### Given problem 1
Gather every line of the rows that holds the word "back".

### Quoted text
#####
Two European politicians on Thursday denied accusations from a U.S. Senate committee that Saddam Hussein's regime allocated them millions of barrels of Iraqi oil in exchange for their support, and a House panel released documents purportedly showing how Iraq used the program to curry favor with France and Russia.
/ Source: The Associated Press

Two European politicians on Thursday denied accusations from a U.S. Senate committee that Saddam Hussein's regime allocated them millions of barrels of Iraqi oil in exchange for their support, and a House panel released documents purportedly showing how Iraq used the program to curry favor with France and Russia.

The allegations against British lawmaker George Galloway and former French Interior Minister Charles Pasqua, both outspoken opponents of U.N. sanctions against Iraq in the 1990s, have been made before, including in a report in October by U.S. arms inspector Charles Duelfer.

But Wednesday's Senate report provided new details. Sen. Norm Coleman, the Minnesota Republican who heads the committee, claimed Saddam also approved Pasqua's allocations himself.

Galloway called the claim "patently absurd" and said he would appear before the committee Tuesday to defend himself.

"I'll be telling them that they are liars and that they have made a fool of America, which is supposed to be a land where justice prevails," he said in a telephone interview with The Associated Press. "I've been pronounced guilty of this all without a single question asked of me."

Galloway, who was expelled from Prime Minister Tony Blair's Labour Party after urging British soldiers not to fight in Iraq, won re-election to Parliament last week as a representative of his own anti-Iraq war Respect party.

On Thursday, he lambasted the Senate committee for its methods.

"The parliamentary committee never spoke to me, never wrote to me, never asked me a single question. How it can therefore be described as an investigations committee is simply perplexing. I've been pronounced guilty of this all without a single question asked of me."
#####
[Records contained in a dataset]
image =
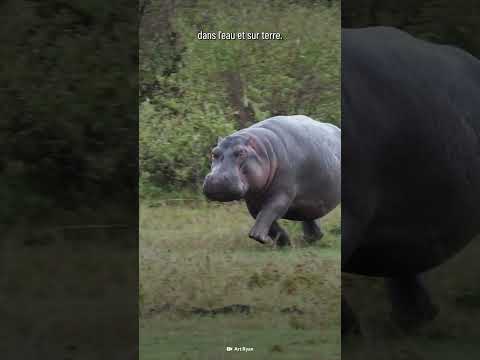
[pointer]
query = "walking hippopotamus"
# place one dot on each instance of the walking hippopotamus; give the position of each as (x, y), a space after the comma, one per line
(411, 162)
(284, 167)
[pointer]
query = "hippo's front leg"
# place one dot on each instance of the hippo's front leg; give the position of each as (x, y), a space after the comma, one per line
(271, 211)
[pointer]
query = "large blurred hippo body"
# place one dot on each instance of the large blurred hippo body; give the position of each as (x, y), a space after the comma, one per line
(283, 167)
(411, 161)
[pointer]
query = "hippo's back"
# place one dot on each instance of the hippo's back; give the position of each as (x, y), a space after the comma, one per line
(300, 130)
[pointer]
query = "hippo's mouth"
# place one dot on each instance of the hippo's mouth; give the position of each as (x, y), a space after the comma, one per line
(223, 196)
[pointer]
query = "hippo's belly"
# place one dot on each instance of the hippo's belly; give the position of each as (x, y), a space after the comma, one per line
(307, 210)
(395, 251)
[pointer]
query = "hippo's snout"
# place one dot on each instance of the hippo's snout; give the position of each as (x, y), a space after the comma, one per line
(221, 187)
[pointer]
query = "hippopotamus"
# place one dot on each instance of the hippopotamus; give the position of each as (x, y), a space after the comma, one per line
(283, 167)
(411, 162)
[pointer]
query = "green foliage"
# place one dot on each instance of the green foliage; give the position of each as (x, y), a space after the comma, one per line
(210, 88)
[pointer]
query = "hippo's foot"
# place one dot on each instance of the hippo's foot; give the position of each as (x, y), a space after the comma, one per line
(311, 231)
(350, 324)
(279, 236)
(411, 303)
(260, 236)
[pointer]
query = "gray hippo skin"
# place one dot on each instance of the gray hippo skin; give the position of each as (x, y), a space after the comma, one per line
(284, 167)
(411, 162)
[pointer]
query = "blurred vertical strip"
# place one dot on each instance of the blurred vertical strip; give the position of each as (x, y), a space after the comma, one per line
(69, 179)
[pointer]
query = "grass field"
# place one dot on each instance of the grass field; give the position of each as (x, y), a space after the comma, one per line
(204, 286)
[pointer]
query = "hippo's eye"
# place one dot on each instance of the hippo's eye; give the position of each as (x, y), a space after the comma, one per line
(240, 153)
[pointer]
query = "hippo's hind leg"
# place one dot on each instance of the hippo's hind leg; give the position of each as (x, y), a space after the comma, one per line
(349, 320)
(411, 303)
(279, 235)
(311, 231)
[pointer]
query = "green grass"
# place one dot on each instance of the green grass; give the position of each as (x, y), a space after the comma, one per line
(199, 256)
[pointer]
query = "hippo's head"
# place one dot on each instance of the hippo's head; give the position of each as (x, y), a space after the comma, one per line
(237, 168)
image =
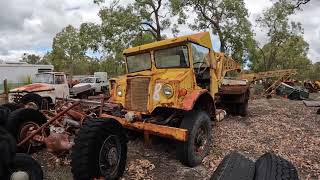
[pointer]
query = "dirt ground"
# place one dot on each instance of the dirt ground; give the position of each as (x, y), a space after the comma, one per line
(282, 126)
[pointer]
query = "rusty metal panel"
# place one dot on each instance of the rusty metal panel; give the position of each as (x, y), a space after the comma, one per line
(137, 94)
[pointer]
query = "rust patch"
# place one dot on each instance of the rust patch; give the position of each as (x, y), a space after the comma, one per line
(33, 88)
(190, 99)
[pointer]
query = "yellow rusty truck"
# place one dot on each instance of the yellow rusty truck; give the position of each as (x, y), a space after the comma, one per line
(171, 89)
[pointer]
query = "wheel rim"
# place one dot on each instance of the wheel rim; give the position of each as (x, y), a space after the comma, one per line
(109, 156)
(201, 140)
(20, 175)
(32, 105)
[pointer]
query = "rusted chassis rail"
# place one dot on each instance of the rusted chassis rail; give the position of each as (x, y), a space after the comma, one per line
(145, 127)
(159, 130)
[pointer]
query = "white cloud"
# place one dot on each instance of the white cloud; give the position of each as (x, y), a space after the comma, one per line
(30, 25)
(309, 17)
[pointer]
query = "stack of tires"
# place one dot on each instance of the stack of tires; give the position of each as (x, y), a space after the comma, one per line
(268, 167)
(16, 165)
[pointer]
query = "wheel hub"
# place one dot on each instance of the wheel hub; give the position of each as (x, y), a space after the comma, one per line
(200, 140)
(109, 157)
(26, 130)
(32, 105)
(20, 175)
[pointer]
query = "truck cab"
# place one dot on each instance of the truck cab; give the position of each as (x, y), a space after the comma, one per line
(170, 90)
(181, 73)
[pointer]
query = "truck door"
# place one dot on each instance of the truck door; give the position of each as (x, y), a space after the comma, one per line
#####
### Given problem 2
In the article on the Iraqi oil allegations, begin at the words "But Wednesday's Senate" and stop after "to defend himself.". Write out that passage, substituting "panel" for every "committee".

### Exercise solution 1
query = "hippo's back"
# place one dot on each instance of the hippo's back; give the position of each as (x, y), a space after the comma, one per line

### Exercise solution 2
But Wednesday's Senate report provided new details. Sen. Norm Coleman, the Minnesota Republican who heads the panel, claimed Saddam also approved Pasqua's allocations himself.

Galloway called the claim "patently absurd" and said he would appear before the panel Tuesday to defend himself.